#### Data shown

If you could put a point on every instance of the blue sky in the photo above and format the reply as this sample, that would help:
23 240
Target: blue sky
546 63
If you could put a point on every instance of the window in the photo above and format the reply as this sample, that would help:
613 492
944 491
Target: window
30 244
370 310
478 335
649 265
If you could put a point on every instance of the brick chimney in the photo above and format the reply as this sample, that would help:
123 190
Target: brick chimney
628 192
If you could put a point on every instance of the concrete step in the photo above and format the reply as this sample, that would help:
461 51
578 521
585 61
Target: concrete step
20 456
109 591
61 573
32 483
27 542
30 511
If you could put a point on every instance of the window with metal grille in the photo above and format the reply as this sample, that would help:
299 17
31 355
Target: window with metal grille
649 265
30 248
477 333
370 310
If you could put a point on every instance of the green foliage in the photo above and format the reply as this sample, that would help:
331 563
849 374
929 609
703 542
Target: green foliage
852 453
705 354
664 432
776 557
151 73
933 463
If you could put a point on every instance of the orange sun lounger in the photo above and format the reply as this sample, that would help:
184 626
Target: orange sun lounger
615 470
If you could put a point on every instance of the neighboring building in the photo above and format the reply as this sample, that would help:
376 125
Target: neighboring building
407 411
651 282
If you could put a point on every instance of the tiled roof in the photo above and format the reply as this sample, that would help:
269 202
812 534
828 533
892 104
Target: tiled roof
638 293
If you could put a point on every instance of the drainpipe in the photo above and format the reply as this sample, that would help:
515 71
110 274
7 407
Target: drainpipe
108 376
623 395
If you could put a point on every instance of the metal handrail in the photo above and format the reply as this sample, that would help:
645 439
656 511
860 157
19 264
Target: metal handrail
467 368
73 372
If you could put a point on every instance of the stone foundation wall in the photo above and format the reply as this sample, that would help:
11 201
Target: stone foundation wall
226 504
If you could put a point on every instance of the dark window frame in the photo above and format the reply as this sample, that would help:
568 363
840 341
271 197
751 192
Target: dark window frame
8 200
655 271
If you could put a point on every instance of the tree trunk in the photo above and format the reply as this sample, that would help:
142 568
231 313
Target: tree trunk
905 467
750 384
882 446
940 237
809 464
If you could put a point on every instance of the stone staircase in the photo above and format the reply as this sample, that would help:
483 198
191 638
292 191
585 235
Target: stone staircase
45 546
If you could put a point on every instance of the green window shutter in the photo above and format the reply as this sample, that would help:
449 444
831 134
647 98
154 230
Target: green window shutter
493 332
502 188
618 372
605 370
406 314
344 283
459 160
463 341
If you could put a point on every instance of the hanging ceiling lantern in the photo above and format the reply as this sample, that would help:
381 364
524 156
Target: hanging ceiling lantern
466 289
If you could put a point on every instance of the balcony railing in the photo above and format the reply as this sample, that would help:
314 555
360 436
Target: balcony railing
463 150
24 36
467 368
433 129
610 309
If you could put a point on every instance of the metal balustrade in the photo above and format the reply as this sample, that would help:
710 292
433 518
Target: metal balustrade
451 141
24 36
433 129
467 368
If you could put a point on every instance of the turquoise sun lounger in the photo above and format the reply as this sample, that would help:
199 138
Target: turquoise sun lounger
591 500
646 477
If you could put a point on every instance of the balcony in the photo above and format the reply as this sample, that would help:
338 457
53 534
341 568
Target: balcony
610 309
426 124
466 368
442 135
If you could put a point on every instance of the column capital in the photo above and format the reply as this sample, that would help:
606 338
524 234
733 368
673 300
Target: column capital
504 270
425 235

########

■ **Your objective**
Rewrite all of the records above, swapping each occurrence of "that would help" for "that would be useful" and leaving everything else unchanged.

■ **Finished exercise**
If you could put a point on every instance of the blue sky in the photo above and format the reply as this sample, that would be useful:
23 240
Target: blue sky
546 63
If you could put a point on every instance of the window in the photo above and format the reply as this sample, that would be useful:
613 492
944 491
Target: window
30 244
370 310
478 335
649 265
If you could put a point on every instance of the brick chimney in the photo above and format the reply as this sample, that would be useful:
123 190
Target: brick chimney
628 192
If you could put a point on every instance of the concrete step in the photo above and format the reply as this sample, that would be useful:
461 51
578 521
585 61
Target: concrete step
20 456
109 591
61 573
32 483
27 542
30 511
If you could put a point on every instance of the window with metal grille in the photo above and format the reply as this sample, that would be useful:
299 17
31 355
Target: window with metal grille
649 265
30 248
477 333
370 310
If you could put a point on every instance of the green foliage in the photo above and format the reply as this sample, that would be useful:
331 563
849 374
929 609
703 542
Target: green foliage
852 453
705 354
664 432
776 557
151 73
933 463
If you could put a point on every instance of the orange sun lounger in the photo above and format the reply as this sample, that would be useful:
184 626
Target: orange sun lounger
615 470
If you could put a point on every instance of the neighboring building in the photo above and format the reply as this sample, that would be useful:
376 125
Target: neighboring building
407 411
651 282
If you could put a point on every instance of the tiled roof in the photo above and format the reply as this sample, that would be useful:
269 202
812 534
828 533
892 104
Target: tiled roof
638 293
If you could put a point on every instance of the drainpipe in the photo above and format the reply as this sample, that would be useful:
515 71
110 274
7 407
Target: drainpipe
108 376
623 395
If you could put a point on every instance of the metal handrail in the photo above and format the reply as this sample, that would be useful:
645 439
656 511
860 157
19 264
Target: metal handrail
467 368
73 372
If you could put a point on every instance of the stone foundation wall in the photo above and format the reply as this sample, that would be useful:
11 201
Target: stone foundation wall
226 504
If you could put a point on every instance of the dark window frame in the photo above and format the reply as this sample, that would be useful:
568 363
840 341
271 197
751 192
Target: dark window frame
8 200
655 271
If you could put a point on every instance of the tree trunk in the photo above and format the reply as this sample, that would be useful:
142 568
231 313
Target: tree trunk
905 467
750 384
882 446
940 237
809 464
If you could put a point on every instance of the stone staircase in the photo above and format the reply as this sample, that would be useful:
483 198
191 638
292 191
585 235
Target: stone staircase
45 546
If you could put a point on every instance of the green window shutter in the photo above and format the reply as this sample, that would be useful:
449 444
831 134
647 98
154 230
Target: green window shutter
493 332
502 188
618 372
605 370
406 314
344 283
459 160
463 341
If you could put a point on every instance of the hanging ceiling lantern in the photo above and format the reply as this sample, that would be useful:
381 364
524 156
Target: hanging ceiling lantern
466 289
If you could put a point on every instance of the balcony railing in the photo above and format the reply as this sample, that would be useful:
314 555
360 436
Target: balcony railing
463 150
24 36
467 368
433 129
610 309
If you could put a point on every instance of the metal balustrade in the photo above and format the reply as this sample, that would be useful:
710 292
433 518
Target: metal balustrade
451 141
24 36
433 129
467 368
If you could put a point on every instance of the turquoise sun lounger in the photo above and format the reply as this sample, that would be useful:
199 138
Target: turquoise sun lounger
591 500
646 477
If you could put a point on every instance of the balcony in the photo above and format the reply as this sample, that would be useful:
338 457
53 534
341 568
Target: balcony
610 309
426 124
466 368
442 135
If you could put a point on every instance of the column capital in the photo above and format the reply as this sample, that would be useful:
606 338
524 234
733 368
673 300
Target: column capital
504 270
425 235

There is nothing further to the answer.